(Exercise details): Change "marker" to "dot" everywhere in the rows below, and write the rows out again with nothing else altered.

------------

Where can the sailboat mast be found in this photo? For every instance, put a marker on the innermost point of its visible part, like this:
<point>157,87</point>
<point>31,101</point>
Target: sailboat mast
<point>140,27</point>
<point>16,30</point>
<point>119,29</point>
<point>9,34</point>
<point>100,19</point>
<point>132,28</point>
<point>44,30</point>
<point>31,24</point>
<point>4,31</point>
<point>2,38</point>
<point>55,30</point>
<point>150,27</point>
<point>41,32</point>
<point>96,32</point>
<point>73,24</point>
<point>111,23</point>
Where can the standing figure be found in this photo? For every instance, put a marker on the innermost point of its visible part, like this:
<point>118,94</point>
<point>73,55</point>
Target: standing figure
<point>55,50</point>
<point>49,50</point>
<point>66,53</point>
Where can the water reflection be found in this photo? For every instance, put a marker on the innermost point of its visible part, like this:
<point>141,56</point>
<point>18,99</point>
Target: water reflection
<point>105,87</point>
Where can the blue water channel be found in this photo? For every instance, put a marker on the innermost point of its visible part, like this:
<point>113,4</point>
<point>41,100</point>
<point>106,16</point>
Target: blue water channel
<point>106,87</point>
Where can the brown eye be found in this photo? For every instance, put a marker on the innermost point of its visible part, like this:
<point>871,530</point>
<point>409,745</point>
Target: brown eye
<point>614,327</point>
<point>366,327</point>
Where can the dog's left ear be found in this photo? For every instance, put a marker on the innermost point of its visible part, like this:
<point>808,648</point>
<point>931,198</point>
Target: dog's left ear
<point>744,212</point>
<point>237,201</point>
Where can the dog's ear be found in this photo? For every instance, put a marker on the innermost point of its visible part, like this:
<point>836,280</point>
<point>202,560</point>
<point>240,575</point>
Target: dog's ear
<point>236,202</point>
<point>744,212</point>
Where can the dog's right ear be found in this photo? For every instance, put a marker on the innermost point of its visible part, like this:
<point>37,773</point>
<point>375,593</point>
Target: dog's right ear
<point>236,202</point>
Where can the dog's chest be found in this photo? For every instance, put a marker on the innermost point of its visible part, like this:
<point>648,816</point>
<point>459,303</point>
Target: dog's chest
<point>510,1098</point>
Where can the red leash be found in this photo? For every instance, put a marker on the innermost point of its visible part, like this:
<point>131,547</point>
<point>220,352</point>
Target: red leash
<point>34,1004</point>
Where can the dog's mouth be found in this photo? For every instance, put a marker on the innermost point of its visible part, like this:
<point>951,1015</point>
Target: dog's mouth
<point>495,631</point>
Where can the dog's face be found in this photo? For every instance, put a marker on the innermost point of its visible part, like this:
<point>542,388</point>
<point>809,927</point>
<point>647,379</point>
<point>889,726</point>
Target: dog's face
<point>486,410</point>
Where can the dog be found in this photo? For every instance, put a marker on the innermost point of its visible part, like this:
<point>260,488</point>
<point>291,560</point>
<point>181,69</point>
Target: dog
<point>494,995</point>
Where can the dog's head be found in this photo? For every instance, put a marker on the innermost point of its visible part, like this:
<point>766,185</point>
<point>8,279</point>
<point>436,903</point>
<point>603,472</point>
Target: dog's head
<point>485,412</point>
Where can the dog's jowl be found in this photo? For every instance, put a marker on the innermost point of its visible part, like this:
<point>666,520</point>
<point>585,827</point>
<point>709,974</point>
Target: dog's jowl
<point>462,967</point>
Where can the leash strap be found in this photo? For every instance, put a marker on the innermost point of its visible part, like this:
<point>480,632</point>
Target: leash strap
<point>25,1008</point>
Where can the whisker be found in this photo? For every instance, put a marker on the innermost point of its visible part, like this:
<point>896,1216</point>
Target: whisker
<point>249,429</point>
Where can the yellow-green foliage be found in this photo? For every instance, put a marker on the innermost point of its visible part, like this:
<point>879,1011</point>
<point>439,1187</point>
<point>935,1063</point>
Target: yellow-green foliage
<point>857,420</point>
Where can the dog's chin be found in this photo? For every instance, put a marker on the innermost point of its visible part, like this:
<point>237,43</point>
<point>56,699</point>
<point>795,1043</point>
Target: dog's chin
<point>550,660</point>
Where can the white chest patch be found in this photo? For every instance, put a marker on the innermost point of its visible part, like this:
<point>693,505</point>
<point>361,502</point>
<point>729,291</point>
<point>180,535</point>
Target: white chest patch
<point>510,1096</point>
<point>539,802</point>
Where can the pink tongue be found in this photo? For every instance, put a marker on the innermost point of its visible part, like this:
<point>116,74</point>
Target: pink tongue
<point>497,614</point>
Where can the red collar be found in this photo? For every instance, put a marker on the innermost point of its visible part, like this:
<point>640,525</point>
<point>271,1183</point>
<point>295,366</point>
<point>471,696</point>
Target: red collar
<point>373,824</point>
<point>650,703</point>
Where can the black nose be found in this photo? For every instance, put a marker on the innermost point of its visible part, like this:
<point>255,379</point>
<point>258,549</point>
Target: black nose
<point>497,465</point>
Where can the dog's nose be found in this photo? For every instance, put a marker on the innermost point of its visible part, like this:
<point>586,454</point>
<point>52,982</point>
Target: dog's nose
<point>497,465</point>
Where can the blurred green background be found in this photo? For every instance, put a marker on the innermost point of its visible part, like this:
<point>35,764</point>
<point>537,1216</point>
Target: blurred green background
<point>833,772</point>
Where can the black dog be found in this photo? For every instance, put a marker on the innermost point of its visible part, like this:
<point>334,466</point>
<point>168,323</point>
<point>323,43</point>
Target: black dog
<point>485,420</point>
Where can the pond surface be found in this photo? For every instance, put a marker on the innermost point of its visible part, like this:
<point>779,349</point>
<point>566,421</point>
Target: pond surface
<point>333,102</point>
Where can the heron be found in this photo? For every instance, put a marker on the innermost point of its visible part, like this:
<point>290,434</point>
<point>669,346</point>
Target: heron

------------

(Solution to this exercise):
Where can the sailboat mast be found in this photo? For every instance, put a dot on the innermost point of its visible part, like this:
<point>157,87</point>
<point>31,101</point>
Target: sailboat mast
<point>140,27</point>
<point>16,30</point>
<point>119,29</point>
<point>9,34</point>
<point>100,19</point>
<point>132,28</point>
<point>44,30</point>
<point>31,24</point>
<point>4,31</point>
<point>2,38</point>
<point>55,30</point>
<point>150,27</point>
<point>41,32</point>
<point>96,32</point>
<point>73,24</point>
<point>111,23</point>
Where can the standing figure be found in this photo? For every instance, put a dot on the innermost point of its visible part, like this:
<point>118,94</point>
<point>73,55</point>
Target: standing figure
<point>55,50</point>
<point>49,50</point>
<point>66,53</point>
Where can the water reflection be found in this photo? For every instance, put a dot on the innermost point of its visible part, like this:
<point>141,56</point>
<point>18,99</point>
Target: water reflection
<point>105,87</point>
Where can the blue water channel be found in this photo? For every instance, put a dot on the innermost point of its visible part, like this:
<point>113,4</point>
<point>41,100</point>
<point>106,16</point>
Target: blue water channel
<point>106,87</point>
Where can the brown eye be found in this photo? For every instance, put a dot on the innermost point of its visible part, like this:
<point>871,530</point>
<point>409,745</point>
Target: brown eye
<point>614,327</point>
<point>366,327</point>
Where can the dog's left ear be found in this photo? For every instance, put a dot on the innermost point of its visible part, like this:
<point>808,648</point>
<point>931,198</point>
Target: dog's left ear
<point>744,212</point>
<point>237,201</point>
Where can the dog's ear be found in this photo? For every instance, put a dot on the innermost point of its visible part, like this:
<point>836,280</point>
<point>202,560</point>
<point>240,575</point>
Target: dog's ear
<point>236,202</point>
<point>744,212</point>
Where can the dog's right ear be found in this photo? For every instance, put a dot on the innermost point of its visible part, like this:
<point>37,773</point>
<point>375,593</point>
Target: dog's right ear
<point>236,202</point>
Where can the dog's chest be found in this photo? For every instance, put a dot on the innermost point of its visible part, like this:
<point>648,816</point>
<point>459,303</point>
Target: dog's chest
<point>510,1098</point>
Where can the red leash be found in this photo? For every instance, put a dot on the innermost point of its visible part, like this:
<point>131,547</point>
<point>220,352</point>
Target: red leash
<point>34,1004</point>
Where can the dog's mouth be found in this photo? For every instance, put a dot on the innermost point of its visible part, like this:
<point>951,1015</point>
Target: dog's mouth
<point>495,631</point>
Where can the dog's face be found in this photo? For every instance, put a dot on the innermost point of its visible part, like this:
<point>542,388</point>
<point>809,927</point>
<point>647,379</point>
<point>889,726</point>
Target: dog's face
<point>486,410</point>
Where can the dog be found in this photo? For every instance, put a dot on the innermost point of its visible part, like this:
<point>260,488</point>
<point>291,560</point>
<point>181,69</point>
Target: dog
<point>494,995</point>
Where can the dog's head be found in this photo? For every instance, put a dot on the innermost point of its visible part, like this:
<point>766,185</point>
<point>8,279</point>
<point>436,903</point>
<point>603,472</point>
Target: dog's head
<point>485,412</point>
Where can the dog's jowl be found in this photo? For every instance, put a dot on the innermost point of its visible part, like this:
<point>666,520</point>
<point>585,827</point>
<point>709,974</point>
Target: dog's jowl
<point>462,967</point>
Where can the leash strap be found in this photo? For every instance, put a dot on the innermost point of its visible part, like this:
<point>480,632</point>
Target: leash strap
<point>25,1008</point>
Where can the whisker be found in this photo? For every instance, put a dot on the innermost point of its visible part, like this:
<point>896,1216</point>
Target: whisker
<point>249,429</point>
Where can the yellow-green foliage be found in this photo? For every instance, put a dot on the innermost point of its visible part, like this:
<point>879,1011</point>
<point>439,1187</point>
<point>935,1063</point>
Target: yellow-green foliage
<point>857,420</point>
Where can the dog's chin be found in this photo? For every instance, put a dot on the innermost point of its visible part, like this:
<point>237,43</point>
<point>56,699</point>
<point>795,1043</point>
Target: dog's chin
<point>550,660</point>
Where can the white chest patch be found in this photo? For every instance, put a dot on the innermost point of its visible part, like this:
<point>693,505</point>
<point>361,502</point>
<point>729,291</point>
<point>180,535</point>
Target: white chest patch
<point>510,1096</point>
<point>539,802</point>
Where can the pink tongue be found in this photo? For every instance, put a dot on the innermost point of its visible part, like this:
<point>116,74</point>
Target: pink tongue
<point>497,614</point>
Where can the red collar be found in this photo? For every instance, put a dot on the innermost point of its visible part, like this:
<point>640,525</point>
<point>271,1183</point>
<point>295,366</point>
<point>471,696</point>
Target: red collar
<point>373,824</point>
<point>650,703</point>
Where can the black nose be found in this photo? For every instance, put a dot on the innermost point of its visible part, like this:
<point>255,379</point>
<point>258,549</point>
Target: black nose
<point>497,465</point>
Where can the dog's nose be found in this photo? For every instance, put a dot on the innermost point of its visible part, like this:
<point>586,454</point>
<point>52,982</point>
Target: dog's nose
<point>497,465</point>
Where can the blurred green background be found in this photo? For every instance, put a dot on the innermost point of its visible part, like this:
<point>35,764</point>
<point>537,1216</point>
Target: blurred green background
<point>833,772</point>
Where can the black dog be found in this photo? For every instance, put a dot on the innermost point of its visible part, like this:
<point>334,466</point>
<point>168,323</point>
<point>323,43</point>
Target: black dog
<point>485,420</point>
Where can the pond surface be found in this photo? For every instance, put a dot on the innermost point of its visible part, like this:
<point>779,349</point>
<point>566,421</point>
Target: pond surface
<point>333,102</point>
Where can the heron be found in this photo? For every instance, put a dot on the innermost point of its visible part, like this:
<point>290,434</point>
<point>669,346</point>
Target: heron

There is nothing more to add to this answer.